───── Исходный фрагмент
Опубликовано в журнале Нева, номер 8, 2013
Гульфия Джамаловна Базиева — кандидат философских наук, автор четырех монографий по проблемам развития национальной культуры в Кабардино-Балкарии, а также ряда статей в научных журналах «Вопросы культурологии», «Обсерватория культуры» и др. Старший научный сотрудник сектора этнологии Кабардино-Балкарского института гуманитарных исследований. Живет в г. Нальчике.
Начиная с древнейших времен территория Северного Кавказа являлась объектом притязаний многих племен, народностей, наций, а впоследствии государств и империй. С конца ХVIII века на территории Северного Кавказа начинают строиться русские крепости и форпосты (Кизляр (1735), Моздок (1763), Георгиевск (1771), Владикавказ (1784), Ставрополь (1802), Нальчик (1818), Грозная (1818), Внезапная (1819) и др.), большинство из которых в дальнейшем стали административно-территориальными центрами. «К 1859 году вся степная и отчасти предгорная полосы этого региона (Северного Кавказа. — Г. Б.) были покрыты сетью казачьих станиц, солдатских слободок, крепостей и кордонных укреплений. Горцы были оттеснены в горные районы. К 1867 году в пределах Кубанской и Терской областей их насчитывалось 365 028 человек. Что же касается русского и украинского населения, то оно составляло тогда на Северном Кавказе, не считая Дагестанской обл., 963 603 человека, то есть превышало число коренных жителей края более чем в два раза» [4, 26].
В результате военных действий царской России на Северном Кавказе начинается массовое переселение горцев в пределы Османской империи. Оставшееся на родине местное население было не просто «оттеснено в горы», а выселено с насиженных мест, загнано в новые непривычные условия, к которым было вынуждено постепенно приспосабливаться. Так, осетинская слободка, выросшая у города Владикавказа, способствует тому, что «туземный» элемент начинает появляться на улицах города. «Нарочитое число осетин, выйдя из гор, тут в окрестности поселились, устроя селение, и обрабатывали пространные поля вокруг Владикавказа, впусте лежащие, и имели совершенный покой и тишину от соседей» [2, 29], — отмечал академик П. Бутков.
История межнациональных отношений в Российской империи, а после в СССР носила амбивалентный характер: с одной стороны, взаимное притяжение, основанное на заинтересованности в экономических, культурных и политических отношениях, с другой — взаимное отторжение в связи с различными социокультурными и ментальными системами.
──────────
§ **Поставленная задача**: Перепишите часть фрагмента, которая начинается со слов «Опубликовано в журнале» и заканчивается словами «в г. Нальчике.», заменив «Кабардино-Балкарии» на «Карачаево-Черкесии». Строки к этому фрагменту никакого отношения не имеют.
───── Записанные данные
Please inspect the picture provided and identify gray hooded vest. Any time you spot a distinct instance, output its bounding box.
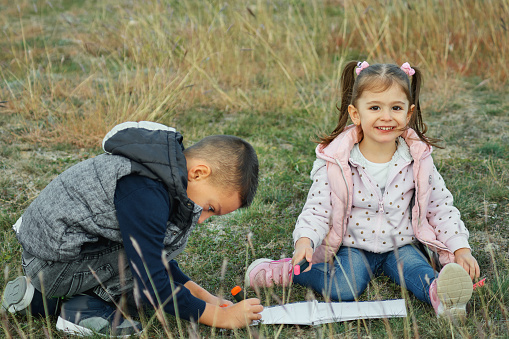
[15,122,201,262]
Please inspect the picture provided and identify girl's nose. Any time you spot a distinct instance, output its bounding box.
[382,109,392,120]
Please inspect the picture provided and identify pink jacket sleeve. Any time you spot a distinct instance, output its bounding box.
[427,166,470,253]
[293,159,332,249]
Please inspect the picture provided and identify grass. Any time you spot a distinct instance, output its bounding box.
[0,0,509,338]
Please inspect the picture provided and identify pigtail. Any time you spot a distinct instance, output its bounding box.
[408,67,443,148]
[318,61,357,147]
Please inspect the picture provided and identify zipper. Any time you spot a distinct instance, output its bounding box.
[334,158,350,237]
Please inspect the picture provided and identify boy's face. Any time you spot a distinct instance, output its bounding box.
[187,165,241,223]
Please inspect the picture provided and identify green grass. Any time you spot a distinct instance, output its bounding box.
[0,0,509,338]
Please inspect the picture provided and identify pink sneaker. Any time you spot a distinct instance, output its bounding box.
[429,263,473,318]
[245,258,293,288]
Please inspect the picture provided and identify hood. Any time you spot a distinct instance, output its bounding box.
[103,121,195,228]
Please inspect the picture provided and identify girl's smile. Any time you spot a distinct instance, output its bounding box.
[348,84,415,162]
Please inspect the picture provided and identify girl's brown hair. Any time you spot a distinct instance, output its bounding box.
[319,61,440,148]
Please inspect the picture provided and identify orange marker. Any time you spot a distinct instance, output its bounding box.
[231,286,246,302]
[474,278,486,290]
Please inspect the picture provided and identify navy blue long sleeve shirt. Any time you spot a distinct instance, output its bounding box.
[115,175,206,320]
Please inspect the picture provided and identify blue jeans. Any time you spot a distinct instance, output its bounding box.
[293,245,438,304]
[22,240,134,306]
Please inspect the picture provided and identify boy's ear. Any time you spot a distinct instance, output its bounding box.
[348,105,361,126]
[187,164,212,181]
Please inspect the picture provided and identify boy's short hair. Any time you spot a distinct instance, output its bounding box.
[184,135,258,207]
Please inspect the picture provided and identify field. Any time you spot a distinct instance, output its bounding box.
[0,0,509,338]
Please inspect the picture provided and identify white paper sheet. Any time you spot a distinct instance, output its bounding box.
[253,299,407,325]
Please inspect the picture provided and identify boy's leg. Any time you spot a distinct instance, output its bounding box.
[293,246,376,301]
[382,244,438,304]
[3,241,134,314]
[23,241,133,302]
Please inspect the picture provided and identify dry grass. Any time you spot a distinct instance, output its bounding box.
[0,0,509,338]
[0,0,509,146]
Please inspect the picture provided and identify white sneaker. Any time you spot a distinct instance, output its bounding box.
[2,276,35,313]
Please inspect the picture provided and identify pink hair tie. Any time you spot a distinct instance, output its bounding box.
[400,62,415,76]
[355,61,369,75]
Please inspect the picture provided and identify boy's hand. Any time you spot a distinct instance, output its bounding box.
[454,248,481,280]
[199,298,263,329]
[292,238,313,273]
[205,295,233,307]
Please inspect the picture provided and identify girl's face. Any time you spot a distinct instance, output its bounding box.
[348,83,415,147]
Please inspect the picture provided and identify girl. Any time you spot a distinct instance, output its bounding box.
[246,61,479,316]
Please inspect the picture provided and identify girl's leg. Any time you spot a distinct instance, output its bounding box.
[293,246,373,301]
[382,245,437,304]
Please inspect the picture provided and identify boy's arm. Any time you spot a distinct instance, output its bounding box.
[184,280,233,306]
[115,175,206,320]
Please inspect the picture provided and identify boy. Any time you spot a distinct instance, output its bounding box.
[3,121,263,335]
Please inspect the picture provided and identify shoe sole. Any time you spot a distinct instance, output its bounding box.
[244,258,273,288]
[437,263,473,318]
[2,276,34,313]
[56,316,143,338]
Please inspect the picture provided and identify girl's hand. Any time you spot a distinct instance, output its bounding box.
[199,298,263,329]
[292,238,313,273]
[454,248,481,280]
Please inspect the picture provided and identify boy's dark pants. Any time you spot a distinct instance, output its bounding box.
[22,240,135,308]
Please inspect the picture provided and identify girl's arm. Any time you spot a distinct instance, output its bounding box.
[293,159,332,261]
[426,167,470,253]
[427,167,480,279]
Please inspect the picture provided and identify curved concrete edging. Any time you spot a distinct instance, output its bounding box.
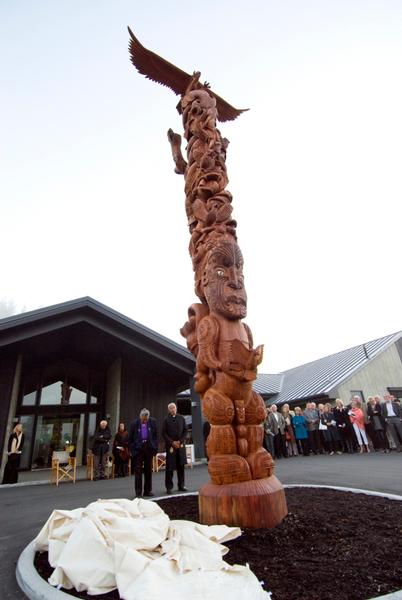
[15,483,402,600]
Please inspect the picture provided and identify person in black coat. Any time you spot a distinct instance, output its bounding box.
[113,423,130,477]
[128,408,158,498]
[92,419,112,479]
[162,402,187,494]
[2,423,24,484]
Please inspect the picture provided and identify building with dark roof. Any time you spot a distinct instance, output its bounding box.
[0,297,402,476]
[178,331,402,406]
[0,297,194,476]
[239,331,402,406]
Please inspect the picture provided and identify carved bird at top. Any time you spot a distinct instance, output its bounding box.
[127,27,248,121]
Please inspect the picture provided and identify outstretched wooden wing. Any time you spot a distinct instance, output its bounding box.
[127,27,248,121]
[127,27,191,95]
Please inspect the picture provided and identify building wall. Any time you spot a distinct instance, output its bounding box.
[105,358,121,433]
[329,344,402,403]
[120,361,177,446]
[0,356,21,476]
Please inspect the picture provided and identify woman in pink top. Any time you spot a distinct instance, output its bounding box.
[348,400,370,454]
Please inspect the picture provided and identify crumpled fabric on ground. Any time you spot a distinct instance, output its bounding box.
[35,499,270,600]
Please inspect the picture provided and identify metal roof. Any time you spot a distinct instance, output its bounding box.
[178,331,402,404]
[274,331,402,404]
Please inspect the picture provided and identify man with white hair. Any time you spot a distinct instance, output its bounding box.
[381,394,402,452]
[92,419,112,479]
[162,402,187,494]
[128,408,158,498]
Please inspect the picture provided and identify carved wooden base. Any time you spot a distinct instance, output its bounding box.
[198,475,288,529]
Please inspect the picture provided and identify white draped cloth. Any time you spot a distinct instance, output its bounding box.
[35,499,270,600]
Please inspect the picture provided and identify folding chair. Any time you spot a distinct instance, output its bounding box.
[152,452,166,473]
[105,454,115,479]
[50,450,77,485]
[186,444,194,469]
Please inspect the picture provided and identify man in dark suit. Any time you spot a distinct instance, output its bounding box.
[128,408,158,498]
[92,419,112,479]
[268,404,288,458]
[381,395,402,452]
[162,402,187,494]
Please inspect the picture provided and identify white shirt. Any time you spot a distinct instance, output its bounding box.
[387,402,396,417]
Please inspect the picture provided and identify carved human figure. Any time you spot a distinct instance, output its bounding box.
[187,235,273,484]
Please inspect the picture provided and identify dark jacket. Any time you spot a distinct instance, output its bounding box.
[113,430,129,460]
[92,425,112,455]
[381,402,402,420]
[162,414,187,470]
[128,417,158,456]
[334,406,350,429]
[7,431,25,453]
[367,402,386,430]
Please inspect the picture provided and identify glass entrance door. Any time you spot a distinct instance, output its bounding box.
[32,414,84,469]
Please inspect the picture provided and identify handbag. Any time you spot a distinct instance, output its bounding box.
[119,446,130,462]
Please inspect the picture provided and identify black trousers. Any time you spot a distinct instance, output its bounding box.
[308,429,322,454]
[165,449,184,490]
[2,454,21,484]
[134,442,153,496]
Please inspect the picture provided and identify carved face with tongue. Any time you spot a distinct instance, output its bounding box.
[202,237,247,320]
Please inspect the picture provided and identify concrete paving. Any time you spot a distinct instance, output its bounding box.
[0,452,402,600]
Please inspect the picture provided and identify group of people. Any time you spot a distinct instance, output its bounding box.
[264,394,402,458]
[2,402,187,497]
[92,402,187,497]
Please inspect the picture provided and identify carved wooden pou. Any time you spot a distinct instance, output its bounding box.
[130,32,287,527]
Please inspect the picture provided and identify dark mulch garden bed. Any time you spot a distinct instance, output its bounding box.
[35,488,402,600]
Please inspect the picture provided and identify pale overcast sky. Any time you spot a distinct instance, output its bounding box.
[0,0,402,373]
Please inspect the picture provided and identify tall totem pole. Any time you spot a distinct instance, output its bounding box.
[129,29,287,527]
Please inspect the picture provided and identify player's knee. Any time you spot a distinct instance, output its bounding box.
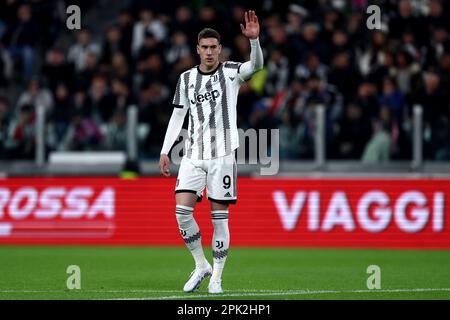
[175,205,194,229]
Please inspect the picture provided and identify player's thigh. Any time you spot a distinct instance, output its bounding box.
[211,200,230,211]
[206,154,237,203]
[175,158,206,204]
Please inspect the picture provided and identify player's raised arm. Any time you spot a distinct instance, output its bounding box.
[239,10,264,80]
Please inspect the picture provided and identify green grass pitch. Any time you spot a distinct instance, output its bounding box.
[0,246,450,300]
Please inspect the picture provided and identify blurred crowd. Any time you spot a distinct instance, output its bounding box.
[0,0,450,162]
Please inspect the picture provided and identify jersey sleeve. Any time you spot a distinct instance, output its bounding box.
[172,73,188,109]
──────────
§ **Результат**:
Опубликовано в журнале Нева, номер 8, 2013
Гульфия Джамаловна Базиева — кандидат философских наук, автор четырех монографий по проблемам развития национальной культуры в Карачаево-Черкесии, а также ряда статей в научных журналах «Вопросы культурологии», «Обсерватория культуры» и др. Старший научный сотрудник сектора этнологии Кабардино-Балкарского института гуманитарных исследований. Живет в г. Нальчике.